◆ Records shown:
--*--
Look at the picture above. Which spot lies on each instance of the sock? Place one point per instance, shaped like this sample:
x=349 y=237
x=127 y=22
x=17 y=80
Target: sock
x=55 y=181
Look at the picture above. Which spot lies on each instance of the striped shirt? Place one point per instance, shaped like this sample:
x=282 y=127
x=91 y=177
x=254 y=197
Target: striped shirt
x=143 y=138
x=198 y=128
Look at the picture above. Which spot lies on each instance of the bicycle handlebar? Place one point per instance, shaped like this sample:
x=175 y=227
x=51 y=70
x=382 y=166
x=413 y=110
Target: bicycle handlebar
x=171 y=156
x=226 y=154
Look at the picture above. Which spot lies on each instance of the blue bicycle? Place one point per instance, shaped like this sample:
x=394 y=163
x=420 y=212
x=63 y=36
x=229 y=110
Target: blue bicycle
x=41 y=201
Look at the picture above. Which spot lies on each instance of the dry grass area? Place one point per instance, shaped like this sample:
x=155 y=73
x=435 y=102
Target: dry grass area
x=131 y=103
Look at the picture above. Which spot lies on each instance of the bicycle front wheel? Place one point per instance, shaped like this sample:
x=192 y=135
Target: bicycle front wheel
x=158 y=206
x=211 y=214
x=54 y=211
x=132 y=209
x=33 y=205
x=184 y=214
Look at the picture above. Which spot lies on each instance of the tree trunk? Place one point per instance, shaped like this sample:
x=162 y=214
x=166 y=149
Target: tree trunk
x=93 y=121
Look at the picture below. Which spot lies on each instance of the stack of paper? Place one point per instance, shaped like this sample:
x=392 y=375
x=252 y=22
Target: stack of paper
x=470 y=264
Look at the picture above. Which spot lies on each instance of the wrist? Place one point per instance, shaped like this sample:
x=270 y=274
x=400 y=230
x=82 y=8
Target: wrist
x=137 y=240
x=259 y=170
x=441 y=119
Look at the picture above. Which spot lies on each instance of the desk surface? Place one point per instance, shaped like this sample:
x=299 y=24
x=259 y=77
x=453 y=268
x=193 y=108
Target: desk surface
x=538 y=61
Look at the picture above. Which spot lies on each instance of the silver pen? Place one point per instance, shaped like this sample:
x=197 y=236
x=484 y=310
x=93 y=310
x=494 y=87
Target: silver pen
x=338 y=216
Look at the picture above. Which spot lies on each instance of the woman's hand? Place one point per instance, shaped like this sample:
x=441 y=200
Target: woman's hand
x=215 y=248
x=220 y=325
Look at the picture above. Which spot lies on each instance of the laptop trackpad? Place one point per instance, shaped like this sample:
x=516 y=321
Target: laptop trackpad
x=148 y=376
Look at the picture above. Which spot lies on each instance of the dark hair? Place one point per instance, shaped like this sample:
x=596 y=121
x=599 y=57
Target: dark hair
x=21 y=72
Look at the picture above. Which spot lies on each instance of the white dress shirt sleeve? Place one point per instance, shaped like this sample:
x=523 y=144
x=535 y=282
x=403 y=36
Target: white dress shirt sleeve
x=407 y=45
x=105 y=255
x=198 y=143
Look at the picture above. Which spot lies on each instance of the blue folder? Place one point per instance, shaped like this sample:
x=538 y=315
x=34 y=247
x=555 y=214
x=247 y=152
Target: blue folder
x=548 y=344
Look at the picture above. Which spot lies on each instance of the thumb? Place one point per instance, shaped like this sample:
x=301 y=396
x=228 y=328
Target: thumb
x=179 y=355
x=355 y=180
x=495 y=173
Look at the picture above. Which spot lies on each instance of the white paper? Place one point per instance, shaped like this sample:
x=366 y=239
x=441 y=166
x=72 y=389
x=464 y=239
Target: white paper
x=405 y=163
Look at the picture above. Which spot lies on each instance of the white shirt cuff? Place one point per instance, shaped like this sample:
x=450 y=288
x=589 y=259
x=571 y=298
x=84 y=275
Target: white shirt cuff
--*--
◆ Set task: Please write out the material above without any change, starting with its first line and going on through the line with "x=184 y=214", both ends included.

◆ Exercise response:
Look at the picture above. Which spot lies on each instance of the sock? Place one point per instance, shaped like this sample:
x=349 y=237
x=127 y=22
x=17 y=80
Target: sock
x=55 y=181
Look at the picture above. Which spot lies on each instance of the striped shirt? Place one point per instance, shaped like this sample:
x=282 y=127
x=91 y=177
x=254 y=197
Target: striped shirt
x=143 y=138
x=198 y=128
Look at the picture above. Which spot lies on each instance of the bicycle handlebar? Place one point per instance, shaped like this sample:
x=175 y=227
x=51 y=70
x=382 y=166
x=413 y=110
Target: bicycle handlebar
x=171 y=156
x=226 y=154
Look at the picture above. Which spot lies on each instance of the blue bicycle? Place one point per instance, shaped like this sample:
x=394 y=163
x=420 y=212
x=63 y=36
x=229 y=110
Target: blue bicycle
x=41 y=201
Look at the picture above. Which spot lies on each instance of the dry grass area? Place one point per instance, shaped like this sample:
x=155 y=73
x=435 y=102
Target: dry grass area
x=131 y=103
Look at the picture above. Which spot lies on each instance of the bicycle front wheel? Place one point per instance, shaped like this sample:
x=192 y=135
Target: bicycle front wheel
x=158 y=206
x=211 y=214
x=54 y=211
x=132 y=209
x=33 y=205
x=184 y=214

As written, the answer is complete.